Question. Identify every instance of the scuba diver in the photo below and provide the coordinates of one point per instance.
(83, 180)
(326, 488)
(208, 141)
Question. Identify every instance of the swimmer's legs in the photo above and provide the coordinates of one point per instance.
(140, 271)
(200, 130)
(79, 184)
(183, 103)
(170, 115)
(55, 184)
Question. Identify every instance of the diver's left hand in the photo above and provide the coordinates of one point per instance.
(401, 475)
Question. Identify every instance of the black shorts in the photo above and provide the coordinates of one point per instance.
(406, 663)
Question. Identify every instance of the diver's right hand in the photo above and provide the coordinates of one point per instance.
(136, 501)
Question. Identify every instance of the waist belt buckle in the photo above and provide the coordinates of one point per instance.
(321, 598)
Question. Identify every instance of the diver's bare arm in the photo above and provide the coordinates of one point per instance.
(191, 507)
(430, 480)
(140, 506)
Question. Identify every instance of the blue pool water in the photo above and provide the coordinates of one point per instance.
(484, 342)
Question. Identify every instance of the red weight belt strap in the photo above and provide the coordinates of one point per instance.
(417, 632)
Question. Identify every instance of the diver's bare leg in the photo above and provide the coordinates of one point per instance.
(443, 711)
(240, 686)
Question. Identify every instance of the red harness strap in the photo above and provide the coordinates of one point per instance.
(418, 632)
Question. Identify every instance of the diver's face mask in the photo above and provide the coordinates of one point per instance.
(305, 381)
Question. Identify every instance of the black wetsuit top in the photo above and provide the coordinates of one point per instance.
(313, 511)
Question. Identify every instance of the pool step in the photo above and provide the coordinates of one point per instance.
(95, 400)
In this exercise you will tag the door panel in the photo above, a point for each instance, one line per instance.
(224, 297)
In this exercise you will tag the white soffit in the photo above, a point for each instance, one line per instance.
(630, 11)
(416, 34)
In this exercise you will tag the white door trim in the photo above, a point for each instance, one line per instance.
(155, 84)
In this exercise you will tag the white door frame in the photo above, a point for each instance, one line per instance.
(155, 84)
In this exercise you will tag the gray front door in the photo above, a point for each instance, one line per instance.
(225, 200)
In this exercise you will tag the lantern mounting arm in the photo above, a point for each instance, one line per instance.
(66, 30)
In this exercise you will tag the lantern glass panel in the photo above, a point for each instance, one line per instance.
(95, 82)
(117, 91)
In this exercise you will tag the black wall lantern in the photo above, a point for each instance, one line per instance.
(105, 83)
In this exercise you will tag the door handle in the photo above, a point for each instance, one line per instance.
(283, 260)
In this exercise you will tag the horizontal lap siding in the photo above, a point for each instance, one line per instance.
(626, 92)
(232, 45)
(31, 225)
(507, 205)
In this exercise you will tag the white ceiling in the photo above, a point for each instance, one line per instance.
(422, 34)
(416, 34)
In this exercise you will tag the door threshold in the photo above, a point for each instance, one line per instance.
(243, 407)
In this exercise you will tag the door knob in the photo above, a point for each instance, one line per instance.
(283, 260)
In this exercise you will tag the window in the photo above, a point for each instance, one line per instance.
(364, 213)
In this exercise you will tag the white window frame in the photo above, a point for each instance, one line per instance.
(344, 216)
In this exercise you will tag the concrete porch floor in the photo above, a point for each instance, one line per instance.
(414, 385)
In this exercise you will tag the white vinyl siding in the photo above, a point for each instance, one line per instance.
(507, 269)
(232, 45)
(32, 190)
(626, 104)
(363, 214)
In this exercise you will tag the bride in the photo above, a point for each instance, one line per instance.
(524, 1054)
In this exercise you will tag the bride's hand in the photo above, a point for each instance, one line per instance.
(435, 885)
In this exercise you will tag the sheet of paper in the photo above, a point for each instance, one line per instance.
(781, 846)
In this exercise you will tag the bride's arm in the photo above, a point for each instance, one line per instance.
######
Would you give the listing again, word for word?

**ANSWER TO THIS PROBLEM**
Question. Identify every instance of the scuba diver in the photo below and provide the coordinates of one point per instance.
(83, 180)
(326, 488)
(208, 141)
Question. Identify every instance of the swimmer's legs in the photo above and provide the coordinates of one point per instance.
(140, 271)
(200, 130)
(79, 184)
(183, 103)
(170, 115)
(55, 184)
Question. Identify every instance of the diver's left hand in the photo above and provide the coordinates of one point per instance.
(401, 475)
Question. Identify every instance of the black shorts in the photo above and provide the coordinates of one point per instance.
(406, 663)
Question. Identify every instance of the diver's right hand in the photo above and provide the coordinates of one point per instance.
(136, 501)
Question. Identify every instance of the waist belt buckle in the photo above and provide the coordinates of one point per instance.
(321, 598)
Question. Identify every instance of the diver's bare arm in the photo above and provide the coordinates of one point per instance.
(191, 507)
(430, 480)
(140, 506)
Question. Identify every instance of the blue pool water in the photo above and provide the coordinates of one point per instance.
(484, 342)
Question. Identify every instance of the red weight belt strap in the photo above and provide the coordinates of one point per instance.
(417, 632)
Question. Identify every instance of the diver's bare leg in the photo above and provide the coordinates of one point per instance.
(443, 711)
(240, 686)
Question. Identify every instance of the red harness strap in the photo above and provide the coordinates of one point per instance.
(418, 632)
Question. Identify every instance of the diver's face mask in the photo above and provide the coordinates of one point per instance.
(305, 381)
Question. Identify every instance of the black wetsuit top in the photo above and provide the coordinates of one point per instance.
(313, 511)
Question. Identify every instance of the pool step in the photo above and provide the coordinates of one point per instance.
(95, 400)
In this exercise you will tag the door panel in the photo above, a point for each instance, one line per instance.
(224, 297)
In this exercise you will tag the white soffit in the photo above, a point for each instance, one line per instance.
(630, 11)
(416, 34)
In this exercise you will tag the white door trim in the photo above, a point for each instance, one line per instance.
(155, 84)
In this exercise you will tag the white door frame in the photo above, a point for each instance, one line per instance.
(155, 84)
In this exercise you will tag the gray front door in the photo above, a point for each instance, one line per instance.
(225, 200)
In this exercise you will tag the lantern mounting arm in the photo above, a point for each instance, one line per instance.
(66, 30)
In this exercise you will tag the lantern glass panel in the photo above, a point for each instance, one line per instance.
(95, 82)
(117, 91)
In this exercise you will tag the black wall lantern in the photo above, a point for each instance, one line per instance.
(105, 83)
In this exercise you will tag the door handle in the photo above, a point for each instance, one line per instance.
(283, 260)
In this exercise you will tag the horizontal lap siding in the photo above, a point for each instance, one line per instance.
(626, 92)
(232, 45)
(31, 225)
(507, 205)
In this exercise you will tag the white ceiling in the photo above, a point for each instance, one line per instance.
(422, 34)
(416, 34)
In this exercise you will tag the door threshold in the photo above, a point for each instance, one line per instance.
(243, 407)
In this exercise you will tag the door knob in the photo above, a point for each instance, one line per instance.
(283, 260)
In this exercise you will tag the window in the photo above, a point for each instance, one line per instance.
(364, 213)
In this exercise you will tag the white window frame in the photo above, a point for each instance, one line per instance.
(344, 216)
In this exercise you will tag the concrete porch floor in the photo above, a point for each instance, one line per instance.
(414, 385)
In this exercise you will tag the white vinyl siding in the photo above, a point for each instance, one line per instance.
(507, 269)
(232, 45)
(32, 190)
(626, 104)
(363, 214)
In this exercise you will tag the bride in the photo above, a point for each instance, one line per instance.
(524, 1054)
In this exercise you will tag the bride's hand in the photo above, a point for each instance, one line per instance.
(435, 885)
In this exercise you will tag the sheet of paper in the photo above, a point for each instance, one line per instance.
(781, 846)
In this exercise you will tag the bride's arm in the photo above, a point for each instance, one line per instance.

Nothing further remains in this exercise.